**Challenge**
Pictures do not belong in the copy, so please give every entry below again exactly.
· · · · ·
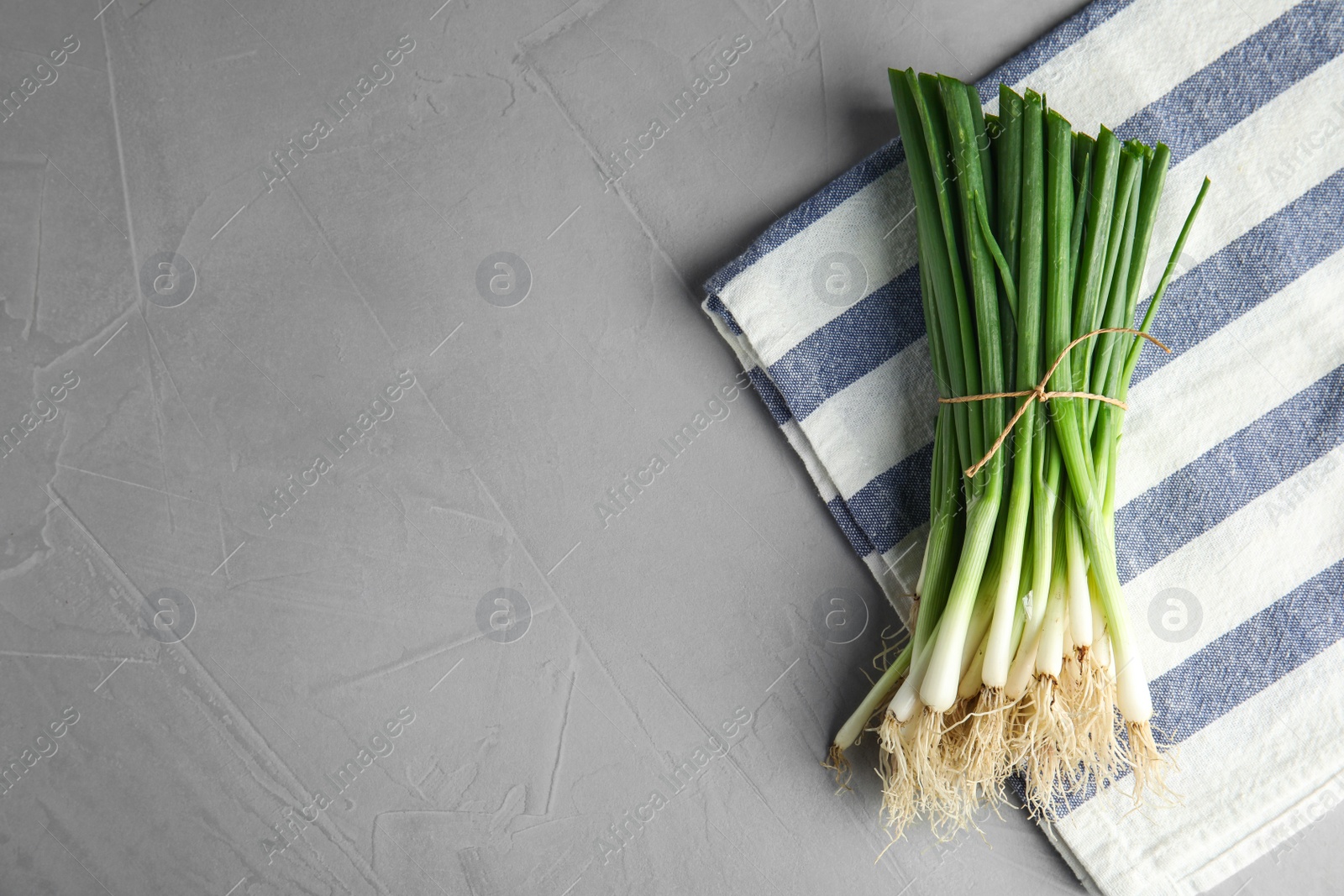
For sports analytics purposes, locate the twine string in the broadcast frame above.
[938,327,1171,478]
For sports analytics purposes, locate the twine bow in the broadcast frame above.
[938,327,1171,478]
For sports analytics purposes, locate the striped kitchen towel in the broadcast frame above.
[704,0,1344,894]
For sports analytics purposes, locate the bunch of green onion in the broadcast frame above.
[827,70,1208,833]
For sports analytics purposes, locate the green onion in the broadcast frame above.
[825,70,1208,836]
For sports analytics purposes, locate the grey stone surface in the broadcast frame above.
[0,0,1344,896]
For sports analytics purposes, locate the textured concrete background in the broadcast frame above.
[0,0,1344,896]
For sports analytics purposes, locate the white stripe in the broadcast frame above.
[1125,446,1344,679]
[1058,642,1344,896]
[1116,250,1344,506]
[1144,56,1344,295]
[985,0,1299,126]
[802,338,938,501]
[721,164,916,364]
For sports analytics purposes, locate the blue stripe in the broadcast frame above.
[770,267,925,421]
[1116,367,1344,583]
[704,139,906,296]
[748,367,793,426]
[976,0,1134,102]
[1048,562,1344,818]
[1134,170,1344,383]
[827,497,872,558]
[848,442,932,553]
[1116,0,1344,165]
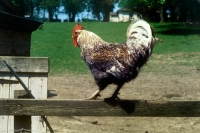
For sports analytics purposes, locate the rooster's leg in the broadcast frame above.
[85,90,100,100]
[105,83,124,101]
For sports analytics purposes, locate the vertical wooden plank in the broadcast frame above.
[12,73,31,130]
[29,74,48,133]
[0,73,14,133]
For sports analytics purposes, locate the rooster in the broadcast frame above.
[72,19,155,100]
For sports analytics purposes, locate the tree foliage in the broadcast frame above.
[41,0,60,21]
[62,0,87,22]
[11,0,42,17]
[119,0,200,21]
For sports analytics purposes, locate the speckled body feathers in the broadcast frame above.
[73,20,155,89]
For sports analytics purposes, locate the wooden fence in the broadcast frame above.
[0,99,200,117]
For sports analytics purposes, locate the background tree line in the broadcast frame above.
[11,0,200,22]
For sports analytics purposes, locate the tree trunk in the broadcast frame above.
[160,7,164,23]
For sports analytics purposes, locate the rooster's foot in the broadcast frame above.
[84,90,100,100]
[104,96,120,102]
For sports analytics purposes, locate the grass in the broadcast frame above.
[31,22,200,75]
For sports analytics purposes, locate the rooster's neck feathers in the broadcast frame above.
[77,30,109,49]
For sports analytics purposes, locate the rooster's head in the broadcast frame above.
[72,24,83,47]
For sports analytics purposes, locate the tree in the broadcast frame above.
[42,0,61,22]
[88,0,118,21]
[11,0,42,18]
[62,0,87,22]
[120,0,200,22]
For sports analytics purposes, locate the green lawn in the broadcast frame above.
[31,22,200,75]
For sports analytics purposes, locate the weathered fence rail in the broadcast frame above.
[0,99,200,117]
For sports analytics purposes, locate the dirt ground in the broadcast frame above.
[48,54,200,133]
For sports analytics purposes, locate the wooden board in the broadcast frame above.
[0,99,200,117]
[0,56,49,73]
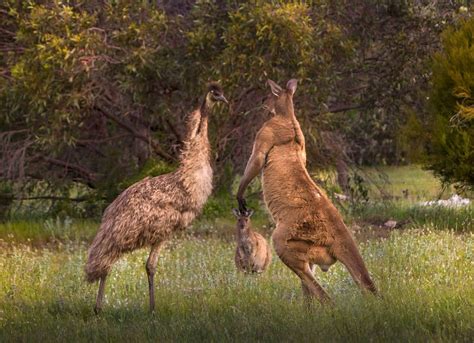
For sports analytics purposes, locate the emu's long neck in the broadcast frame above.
[178,98,213,211]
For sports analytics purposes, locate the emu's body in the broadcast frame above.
[235,210,272,273]
[237,80,376,302]
[85,84,225,312]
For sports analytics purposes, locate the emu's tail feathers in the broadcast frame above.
[85,232,120,283]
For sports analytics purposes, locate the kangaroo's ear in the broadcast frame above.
[267,79,283,97]
[286,79,298,95]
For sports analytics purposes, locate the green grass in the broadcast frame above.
[0,166,474,342]
[0,229,474,342]
[363,165,454,202]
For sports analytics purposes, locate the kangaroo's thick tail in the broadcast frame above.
[85,231,121,282]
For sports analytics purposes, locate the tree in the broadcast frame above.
[428,18,474,188]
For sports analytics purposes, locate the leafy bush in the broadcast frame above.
[428,19,474,191]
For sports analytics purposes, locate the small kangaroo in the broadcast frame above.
[232,208,272,273]
[237,79,377,303]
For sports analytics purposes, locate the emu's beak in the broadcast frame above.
[216,95,229,105]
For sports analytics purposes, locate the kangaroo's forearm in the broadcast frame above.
[237,153,265,200]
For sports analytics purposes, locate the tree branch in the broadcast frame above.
[96,106,176,162]
[41,156,97,182]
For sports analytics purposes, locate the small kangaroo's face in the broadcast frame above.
[263,79,298,115]
[232,208,253,231]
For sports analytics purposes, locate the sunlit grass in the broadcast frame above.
[0,230,474,342]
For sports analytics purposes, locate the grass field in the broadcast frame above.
[0,230,474,342]
[0,169,474,342]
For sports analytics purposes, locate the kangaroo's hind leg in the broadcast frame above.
[273,227,330,303]
[333,233,377,294]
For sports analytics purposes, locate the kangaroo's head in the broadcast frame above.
[232,208,253,232]
[264,79,298,116]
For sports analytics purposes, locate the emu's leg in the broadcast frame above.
[146,242,163,312]
[301,264,314,307]
[94,275,107,314]
[333,236,377,294]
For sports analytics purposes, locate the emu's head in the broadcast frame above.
[232,208,253,230]
[264,79,298,115]
[206,82,229,105]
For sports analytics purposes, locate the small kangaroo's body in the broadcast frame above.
[237,80,376,302]
[233,209,272,273]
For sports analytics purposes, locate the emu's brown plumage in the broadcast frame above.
[85,83,227,313]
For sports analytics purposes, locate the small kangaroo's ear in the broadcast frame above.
[267,79,283,97]
[286,79,298,95]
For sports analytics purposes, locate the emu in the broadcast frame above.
[232,208,272,273]
[85,83,228,314]
[237,79,377,303]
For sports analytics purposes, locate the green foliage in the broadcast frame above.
[428,19,474,188]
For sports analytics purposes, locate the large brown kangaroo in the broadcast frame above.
[237,79,377,303]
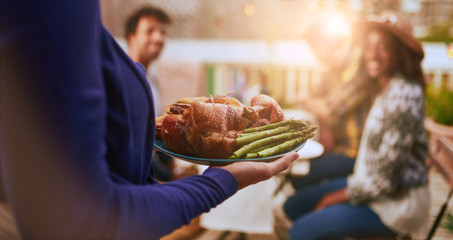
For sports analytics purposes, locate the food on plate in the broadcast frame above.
[156,94,317,159]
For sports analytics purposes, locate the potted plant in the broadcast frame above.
[424,85,453,231]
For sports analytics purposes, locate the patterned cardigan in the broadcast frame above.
[347,75,428,205]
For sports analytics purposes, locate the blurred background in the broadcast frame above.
[101,0,453,108]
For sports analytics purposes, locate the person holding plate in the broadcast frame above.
[0,0,298,239]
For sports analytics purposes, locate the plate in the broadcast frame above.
[154,139,306,165]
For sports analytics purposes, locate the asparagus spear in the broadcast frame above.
[229,126,318,159]
[251,133,315,158]
[236,125,291,146]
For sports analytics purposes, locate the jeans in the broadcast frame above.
[283,177,396,240]
[291,154,355,189]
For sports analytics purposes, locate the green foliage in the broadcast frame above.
[418,25,453,42]
[440,213,453,232]
[426,85,453,126]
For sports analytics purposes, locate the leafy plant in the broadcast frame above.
[426,85,453,126]
[440,213,453,232]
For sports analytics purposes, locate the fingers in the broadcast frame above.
[269,152,299,175]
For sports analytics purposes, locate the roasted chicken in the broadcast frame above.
[156,94,284,158]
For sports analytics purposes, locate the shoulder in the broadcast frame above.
[386,76,424,99]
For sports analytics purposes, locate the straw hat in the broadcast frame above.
[353,11,424,59]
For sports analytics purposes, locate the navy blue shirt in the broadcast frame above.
[0,0,238,239]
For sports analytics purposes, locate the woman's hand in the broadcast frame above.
[219,152,299,190]
[313,188,348,211]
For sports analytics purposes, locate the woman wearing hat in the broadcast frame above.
[283,12,430,239]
· · · · ·
**Full solution**
For sports analytics purposes, locate the twine string in the broadcast frame above.
[938,327,1171,478]
For sports analytics purposes, locate the twine bow in the broadcast frame above.
[938,327,1171,478]
For sports analytics purposes, locate the striped kitchen towel in the broadcast frame above.
[704,0,1344,894]
For sports analytics purposes, locate the bunch of green onion in the broadcast frame above.
[827,70,1208,833]
For sports analytics purposes, locate the green onion in the broadcast frame above.
[825,70,1208,836]
For sports analytics purposes, locate the grey stone surface in the broadcast frame above.
[0,0,1344,896]
For sports analytics purposes, locate the textured concrete background in the broadcast frame above.
[0,0,1344,896]
For sports analytics purposes, locate the white stripe in the broadcast frame above.
[1125,446,1344,679]
[1058,642,1344,896]
[1116,250,1344,506]
[1144,56,1344,295]
[985,0,1299,126]
[802,338,938,501]
[721,164,916,364]
For sports analytics purposes, locate the blue stripe in the broadcast frame above.
[770,267,925,421]
[1116,367,1344,583]
[704,139,906,296]
[748,367,793,426]
[976,0,1134,102]
[1048,562,1344,818]
[1134,170,1344,383]
[827,497,872,558]
[848,442,932,553]
[1116,0,1344,165]
For sports analytics purposes, locate the rooster's leg in the broadcast frame above.
[85,90,100,100]
[105,83,124,101]
For sports analytics purposes, locate the vertical wooden plank in the broadcast frame above.
[12,73,31,130]
[29,74,48,133]
[0,73,14,133]
For sports analytics purposes, locate the rooster in the broadcast frame above.
[72,19,155,100]
For sports analytics purposes, locate the tree foliage in the broadcast frame above.
[41,0,60,21]
[62,0,87,22]
[11,0,42,17]
[119,0,200,21]
For sports analytics purposes, locate the speckled body feathers in the broadcast frame above.
[73,20,155,89]
For sports analytics purposes, locate the wooden fence in the broadcast frame above.
[0,99,200,117]
For sports analytics purposes, locate the background tree line in the broadcast frame above.
[11,0,200,22]
For sports analytics purposes, locate the tree trunk in the broadcast frame above.
[160,7,164,23]
For sports analytics purposes, locate the rooster's foot in the broadcast frame above.
[84,90,100,100]
[104,96,120,102]
For sports analytics purposes, locate the grass in the broadcast frame above.
[31,22,200,75]
For sports analytics purposes, locate the rooster's neck feathers in the broadcast frame above.
[77,30,109,49]
For sports analytics purposes, locate the rooster's head in the broadcast frame above.
[72,24,83,47]
For sports analytics purposes, locate the tree in the broadcast frame above.
[42,0,61,22]
[88,0,118,21]
[11,0,42,18]
[62,0,87,22]
[120,0,200,22]
For sports analytics purposes, locate the green lawn in the broadcast frame above.
[31,22,200,75]
For sports analytics purposes, locate the weathered fence rail in the broadcast frame above.
[0,99,200,117]
For sports analytics purposes, locate the dirt ground in the broadcast frame above.
[48,54,200,133]
For sports analytics purposes, locate the wooden board in the broadcast frame above.
[0,99,200,117]
[0,56,49,73]
For sports analytics purposes, locate the emu's long neck in the broadcast frame above.
[178,98,213,211]
For sports analytics purposes, locate the emu's body in the broadcast frame above.
[235,210,272,273]
[237,80,376,302]
[85,84,225,312]
For sports analytics purposes, locate the emu's tail feathers in the broadcast frame above.
[85,232,120,283]
For sports analytics purposes, locate the kangaroo's ear in the broadcast frame above.
[267,79,283,97]
[286,79,298,95]
For sports analytics purposes, locate the green grass in the broadcast frame above.
[0,166,474,342]
[0,229,474,342]
[363,165,454,202]
For sports analytics purposes, locate the kangaroo's thick tail in the broadcast frame above.
[85,231,121,282]
For sports analytics purposes, locate the tree in the broadcast frame above.
[428,18,474,188]
For sports analytics purposes, locate the leafy bush in the broadcast frame above.
[428,19,474,191]
For sports analytics purposes, locate the small kangaroo in the broadcast frame above.
[232,208,272,273]
[237,79,377,303]
For sports analytics purposes, locate the emu's beak in the broadcast frame above.
[216,95,229,105]
For sports analytics purposes, locate the kangaroo's forearm in the broadcast frame above.
[237,153,265,200]
For sports analytics purposes, locate the tree branch in the broadcast frame above.
[96,106,176,162]
[41,156,97,182]
For sports analytics purposes, locate the small kangaroo's face in the broadcast frame above.
[263,79,298,115]
[232,208,253,231]
For sports analytics purposes, locate the sunlit grass in the broadcast frame above.
[0,230,474,342]
For sports analytics purposes, locate the grass field in the broadcast frame above.
[0,230,474,342]
[0,169,474,342]
For sports analytics purposes, locate the kangaroo's hind leg in the broadcast frame above.
[273,227,330,303]
[333,233,377,294]
For sports analytics purposes, locate the kangaroo's head in the broadcast frame above.
[232,208,253,232]
[264,79,298,116]
For sports analytics purposes, locate the emu's leg in the broadcast frame above.
[146,242,163,312]
[301,264,314,307]
[94,275,107,314]
[333,236,377,294]
For sports analytics purposes, locate the emu's head in the broadcast frame above.
[232,208,253,230]
[264,79,298,115]
[206,82,229,105]
For sports analytics purposes, locate the small kangaroo's body in the broadcast frame above.
[237,80,376,302]
[233,209,272,273]
For sports analytics purposes, locate the emu's brown plumage in the broadcast frame above.
[85,83,227,313]
For sports analytics purposes, locate the small kangaroo's ear in the broadcast frame above.
[267,79,283,97]
[286,79,298,95]
For sports analytics purposes, locate the emu in the broadcast frame above.
[232,208,272,273]
[85,83,228,314]
[237,79,377,303]
For sports analytics purposes, locate the green foliage in the broadcast frame above.
[428,19,474,188]
For sports analytics purposes, locate the large brown kangaroo in the broadcast frame above.
[237,79,377,303]
For sports analytics purposes, locate the food on plate in the broadcast frame above.
[156,94,317,159]
For sports analytics purposes, locate the potted plant in the broadcast frame above.
[424,85,453,231]
For sports analytics purposes, locate the patterned cardigan in the broadcast frame above.
[347,75,428,205]
For sports analytics purposes, locate the blurred background in the broadcast frame above.
[101,0,453,108]
For sports analytics purposes, locate the person holding plate in the broadcast frame above.
[0,0,298,239]
For sports analytics purposes, locate the plate in the broadcast frame above.
[154,139,306,165]
For sports analytics purposes, locate the asparagus spear in the broadcast frame above.
[229,126,318,159]
[251,133,315,158]
[236,125,291,146]
For sports analytics purposes, locate the jeans in the broadcast frame above.
[283,177,396,240]
[291,154,355,189]
For sports analytics purposes, locate the green foliage in the broadcast frame above.
[418,25,453,42]
[440,213,453,232]
[426,85,453,126]
For sports analytics purposes, locate the leafy plant in the broadcast frame above.
[426,85,453,126]
[440,213,453,232]
For sports analytics purposes, locate the fingers in the broadcast frame above.
[269,152,299,175]
For sports analytics purposes, locate the roasted chicken in the broadcast frame above.
[156,94,284,158]
For sports analytics purposes, locate the shoulder in the broadcast frame above.
[386,76,424,99]
For sports analytics purposes, locate the straw hat in the broadcast frame above.
[353,11,424,59]
For sports analytics purposes, locate the navy blue shirt in the broadcast frame above.
[0,0,238,239]
For sports analytics purposes, locate the woman's hand in the broadcast frame above.
[219,152,299,190]
[313,188,348,211]
For sports analytics purposes, locate the woman wearing hat in the broadcast frame above.
[283,12,430,239]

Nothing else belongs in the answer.